▶ [Work required]: Word for word, restate the lines from the one holding "Target: street pavement" through the end of the data below, including both endpoints and nothing more.

[[ Input for this task, beginning ]]

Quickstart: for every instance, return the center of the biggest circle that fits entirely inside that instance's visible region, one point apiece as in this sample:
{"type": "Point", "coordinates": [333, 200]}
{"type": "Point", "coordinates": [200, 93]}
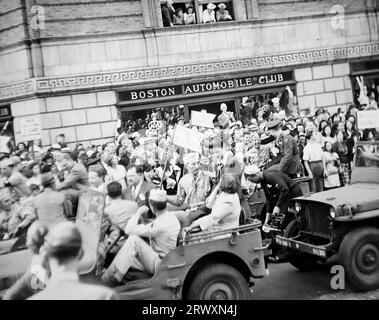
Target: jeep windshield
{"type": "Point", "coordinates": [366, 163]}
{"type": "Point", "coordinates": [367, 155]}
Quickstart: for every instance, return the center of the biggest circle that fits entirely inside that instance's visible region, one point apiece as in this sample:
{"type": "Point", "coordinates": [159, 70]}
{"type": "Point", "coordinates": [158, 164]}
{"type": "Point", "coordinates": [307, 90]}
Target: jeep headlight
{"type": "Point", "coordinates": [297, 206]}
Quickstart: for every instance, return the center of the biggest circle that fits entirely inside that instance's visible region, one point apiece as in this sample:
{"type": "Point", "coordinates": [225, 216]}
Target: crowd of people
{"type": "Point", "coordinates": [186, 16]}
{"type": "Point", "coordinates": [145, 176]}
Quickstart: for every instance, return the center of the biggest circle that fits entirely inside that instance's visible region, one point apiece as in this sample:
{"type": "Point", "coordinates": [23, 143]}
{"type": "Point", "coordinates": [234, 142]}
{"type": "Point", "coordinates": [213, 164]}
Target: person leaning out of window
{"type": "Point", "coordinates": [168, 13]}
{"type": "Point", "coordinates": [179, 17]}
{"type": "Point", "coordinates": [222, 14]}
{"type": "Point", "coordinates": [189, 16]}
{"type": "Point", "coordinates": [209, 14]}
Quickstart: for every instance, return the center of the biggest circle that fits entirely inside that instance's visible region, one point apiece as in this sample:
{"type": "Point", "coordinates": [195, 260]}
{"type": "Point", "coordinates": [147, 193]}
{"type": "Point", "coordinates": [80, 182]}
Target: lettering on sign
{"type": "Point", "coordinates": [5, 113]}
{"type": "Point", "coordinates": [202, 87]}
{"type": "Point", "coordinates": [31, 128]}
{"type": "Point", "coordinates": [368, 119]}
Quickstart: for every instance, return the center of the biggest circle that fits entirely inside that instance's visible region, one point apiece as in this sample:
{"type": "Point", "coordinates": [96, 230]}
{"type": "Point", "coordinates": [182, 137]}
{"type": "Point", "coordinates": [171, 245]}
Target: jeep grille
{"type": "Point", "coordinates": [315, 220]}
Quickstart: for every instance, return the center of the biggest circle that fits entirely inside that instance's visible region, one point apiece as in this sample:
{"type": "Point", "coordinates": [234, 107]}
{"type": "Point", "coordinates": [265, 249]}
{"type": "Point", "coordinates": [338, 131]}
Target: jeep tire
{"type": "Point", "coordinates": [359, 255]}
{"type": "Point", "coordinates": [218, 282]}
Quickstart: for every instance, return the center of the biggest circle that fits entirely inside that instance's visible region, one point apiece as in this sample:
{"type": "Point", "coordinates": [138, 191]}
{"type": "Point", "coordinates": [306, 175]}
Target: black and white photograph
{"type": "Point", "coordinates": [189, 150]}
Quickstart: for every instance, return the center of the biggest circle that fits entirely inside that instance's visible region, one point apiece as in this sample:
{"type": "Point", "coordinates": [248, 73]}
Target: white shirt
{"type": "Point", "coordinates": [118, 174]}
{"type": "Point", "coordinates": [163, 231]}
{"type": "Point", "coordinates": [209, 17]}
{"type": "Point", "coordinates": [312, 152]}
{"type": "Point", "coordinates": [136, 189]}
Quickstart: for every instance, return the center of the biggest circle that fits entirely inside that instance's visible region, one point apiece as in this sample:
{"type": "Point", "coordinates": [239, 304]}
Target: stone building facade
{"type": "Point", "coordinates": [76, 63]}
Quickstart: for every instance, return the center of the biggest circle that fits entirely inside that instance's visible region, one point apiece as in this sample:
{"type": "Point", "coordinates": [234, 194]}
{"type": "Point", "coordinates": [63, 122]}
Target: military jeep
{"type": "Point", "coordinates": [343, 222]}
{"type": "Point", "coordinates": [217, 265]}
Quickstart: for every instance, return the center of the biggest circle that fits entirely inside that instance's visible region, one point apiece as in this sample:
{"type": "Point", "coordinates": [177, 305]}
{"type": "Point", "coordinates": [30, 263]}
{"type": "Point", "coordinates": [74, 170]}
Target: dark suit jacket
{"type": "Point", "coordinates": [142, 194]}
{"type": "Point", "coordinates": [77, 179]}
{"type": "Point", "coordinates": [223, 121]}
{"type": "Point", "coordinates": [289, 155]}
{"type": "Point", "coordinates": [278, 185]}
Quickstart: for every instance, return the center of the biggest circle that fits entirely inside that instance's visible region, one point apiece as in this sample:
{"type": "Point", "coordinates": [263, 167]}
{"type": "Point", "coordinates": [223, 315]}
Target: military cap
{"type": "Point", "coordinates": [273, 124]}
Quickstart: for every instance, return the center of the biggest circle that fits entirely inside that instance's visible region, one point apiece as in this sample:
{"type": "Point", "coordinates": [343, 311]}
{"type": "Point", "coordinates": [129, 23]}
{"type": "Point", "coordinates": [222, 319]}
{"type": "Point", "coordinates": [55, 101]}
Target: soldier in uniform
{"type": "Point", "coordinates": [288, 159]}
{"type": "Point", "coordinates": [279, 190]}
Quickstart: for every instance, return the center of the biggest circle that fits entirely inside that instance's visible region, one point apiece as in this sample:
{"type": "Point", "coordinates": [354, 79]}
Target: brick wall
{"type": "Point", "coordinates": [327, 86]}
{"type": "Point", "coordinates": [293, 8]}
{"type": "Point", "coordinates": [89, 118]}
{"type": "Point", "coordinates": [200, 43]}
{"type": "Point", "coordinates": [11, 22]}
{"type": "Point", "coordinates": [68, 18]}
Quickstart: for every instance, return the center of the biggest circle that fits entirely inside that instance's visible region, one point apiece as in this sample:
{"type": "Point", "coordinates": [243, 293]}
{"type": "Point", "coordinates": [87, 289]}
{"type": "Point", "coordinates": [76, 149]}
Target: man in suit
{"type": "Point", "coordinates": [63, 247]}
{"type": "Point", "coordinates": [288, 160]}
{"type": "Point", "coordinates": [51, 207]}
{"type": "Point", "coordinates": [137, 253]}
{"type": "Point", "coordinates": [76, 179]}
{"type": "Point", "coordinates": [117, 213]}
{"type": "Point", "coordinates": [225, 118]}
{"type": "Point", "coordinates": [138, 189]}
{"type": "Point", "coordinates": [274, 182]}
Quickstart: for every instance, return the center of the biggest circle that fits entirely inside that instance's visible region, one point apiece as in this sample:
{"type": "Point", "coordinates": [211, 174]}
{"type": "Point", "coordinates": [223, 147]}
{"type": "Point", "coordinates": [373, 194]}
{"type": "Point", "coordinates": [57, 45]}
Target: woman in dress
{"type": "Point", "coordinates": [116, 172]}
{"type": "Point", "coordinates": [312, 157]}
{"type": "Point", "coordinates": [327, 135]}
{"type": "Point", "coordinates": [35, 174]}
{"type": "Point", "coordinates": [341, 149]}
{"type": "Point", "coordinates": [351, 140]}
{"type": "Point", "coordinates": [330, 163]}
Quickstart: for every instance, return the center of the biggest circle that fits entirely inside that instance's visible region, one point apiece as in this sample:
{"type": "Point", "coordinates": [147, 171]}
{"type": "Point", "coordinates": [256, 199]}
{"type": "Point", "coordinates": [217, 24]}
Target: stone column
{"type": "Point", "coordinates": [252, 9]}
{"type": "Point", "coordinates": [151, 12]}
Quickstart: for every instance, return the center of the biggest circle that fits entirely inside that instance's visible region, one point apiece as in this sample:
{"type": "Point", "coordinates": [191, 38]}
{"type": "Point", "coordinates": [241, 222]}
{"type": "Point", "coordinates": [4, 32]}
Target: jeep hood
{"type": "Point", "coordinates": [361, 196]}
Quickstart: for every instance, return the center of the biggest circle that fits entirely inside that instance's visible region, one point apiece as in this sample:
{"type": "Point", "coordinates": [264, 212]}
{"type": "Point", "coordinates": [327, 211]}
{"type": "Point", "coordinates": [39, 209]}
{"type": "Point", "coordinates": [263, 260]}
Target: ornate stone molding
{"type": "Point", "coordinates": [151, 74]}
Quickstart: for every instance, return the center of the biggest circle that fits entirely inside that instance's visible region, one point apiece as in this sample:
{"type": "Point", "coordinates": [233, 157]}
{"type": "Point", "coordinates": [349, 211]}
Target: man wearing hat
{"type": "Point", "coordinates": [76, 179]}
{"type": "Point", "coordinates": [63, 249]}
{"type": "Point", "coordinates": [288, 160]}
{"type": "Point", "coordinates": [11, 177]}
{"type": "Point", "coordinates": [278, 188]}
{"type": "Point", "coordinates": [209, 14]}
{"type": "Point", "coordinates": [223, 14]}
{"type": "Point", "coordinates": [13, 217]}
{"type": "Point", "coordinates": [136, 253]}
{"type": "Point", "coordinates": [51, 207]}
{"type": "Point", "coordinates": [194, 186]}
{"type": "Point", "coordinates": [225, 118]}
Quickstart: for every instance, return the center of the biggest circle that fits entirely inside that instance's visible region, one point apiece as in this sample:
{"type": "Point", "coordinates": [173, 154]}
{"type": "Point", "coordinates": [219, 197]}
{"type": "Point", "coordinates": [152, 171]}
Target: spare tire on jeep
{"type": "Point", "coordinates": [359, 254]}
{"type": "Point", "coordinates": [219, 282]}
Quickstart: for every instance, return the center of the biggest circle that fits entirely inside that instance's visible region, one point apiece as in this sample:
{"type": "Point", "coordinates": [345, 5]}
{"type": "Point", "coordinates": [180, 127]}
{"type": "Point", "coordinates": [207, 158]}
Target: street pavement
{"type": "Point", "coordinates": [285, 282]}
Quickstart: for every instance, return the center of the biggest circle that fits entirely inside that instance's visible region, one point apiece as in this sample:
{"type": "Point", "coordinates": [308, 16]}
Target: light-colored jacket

[[ Input for this task, end ]]

▶ [Solution to the exercise]:
Target: street pavement
{"type": "Point", "coordinates": [285, 282]}
Quickstart: for every instance, return the center of the biggest circle that fits entirely inside that instance's visible region, one point apiece as in this sample:
{"type": "Point", "coordinates": [308, 16]}
Target: light-colored jacket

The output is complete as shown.